## [PROBLEM TO WORK ON]
Reproduce every line of the listing below, requests included, multiplying each point coordinate in the answers by 1.55 and rounding to whole numbers, with halves rounded up; the coordinates in the requests and their format samples stay unchanged. Omit the pictures from your answer.

# # # # #

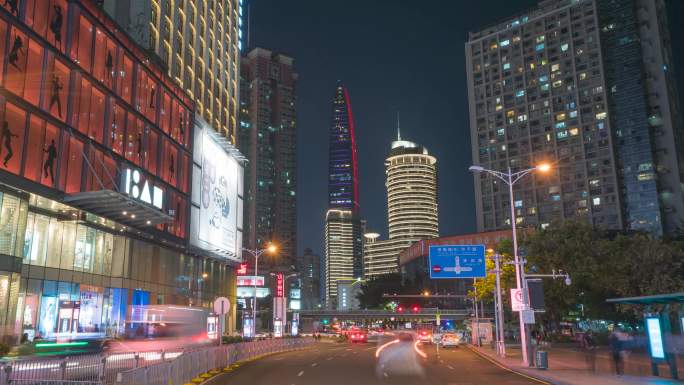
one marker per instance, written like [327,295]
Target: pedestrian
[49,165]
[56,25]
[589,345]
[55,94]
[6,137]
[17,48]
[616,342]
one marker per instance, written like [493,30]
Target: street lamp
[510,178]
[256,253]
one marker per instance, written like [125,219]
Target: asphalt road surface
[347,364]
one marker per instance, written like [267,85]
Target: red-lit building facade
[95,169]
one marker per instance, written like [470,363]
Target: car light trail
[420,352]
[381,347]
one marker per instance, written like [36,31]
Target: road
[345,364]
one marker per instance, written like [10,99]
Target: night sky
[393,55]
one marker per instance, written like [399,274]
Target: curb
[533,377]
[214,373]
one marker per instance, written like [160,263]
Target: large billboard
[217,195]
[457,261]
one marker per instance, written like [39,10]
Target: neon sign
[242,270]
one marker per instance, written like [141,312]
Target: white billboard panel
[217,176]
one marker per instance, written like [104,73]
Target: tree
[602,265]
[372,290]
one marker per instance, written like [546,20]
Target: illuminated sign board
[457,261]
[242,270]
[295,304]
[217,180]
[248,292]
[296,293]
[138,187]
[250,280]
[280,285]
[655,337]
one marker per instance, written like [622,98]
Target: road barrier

# # # # #

## [FULL RESPONSE]
one marker per instance, written like [327,295]
Target: pedestrian
[76,256]
[87,39]
[913,535]
[85,146]
[9,212]
[26,74]
[955,530]
one marker per instance, written like [493,30]
Target: street lamp
[791,276]
[397,392]
one marker per instance, written like [125,219]
Target: asphalt road surface
[538,564]
one marker per instance, written like [267,85]
Target: red-lit building facade
[147,262]
one marker per instance, written like [470,363]
Target: car light trail
[651,546]
[591,538]
one marker per instance, written like [36,31]
Target: road
[535,564]
one marker per instance, written like [10,99]
Target: night sky
[609,85]
one marker per instance, written like [399,274]
Target: curb
[826,584]
[332,578]
one marker per instance, written like [160,263]
Target: large billboard
[336,302]
[708,405]
one marker per instance, written like [39,10]
Target: neon sign
[375,419]
one marker per instance, written like [141,312]
Target: white billboard panel
[336,273]
one marker per instance, written like [104,73]
Target: tree
[933,411]
[577,450]
one marker per instance, written like [546,20]
Target: illuminated sign board
[708,405]
[375,419]
[457,471]
[336,279]
[384,453]
[459,454]
[214,290]
[388,434]
[434,442]
[1015,522]
one marker per instance, written like [622,98]
Target: road barrier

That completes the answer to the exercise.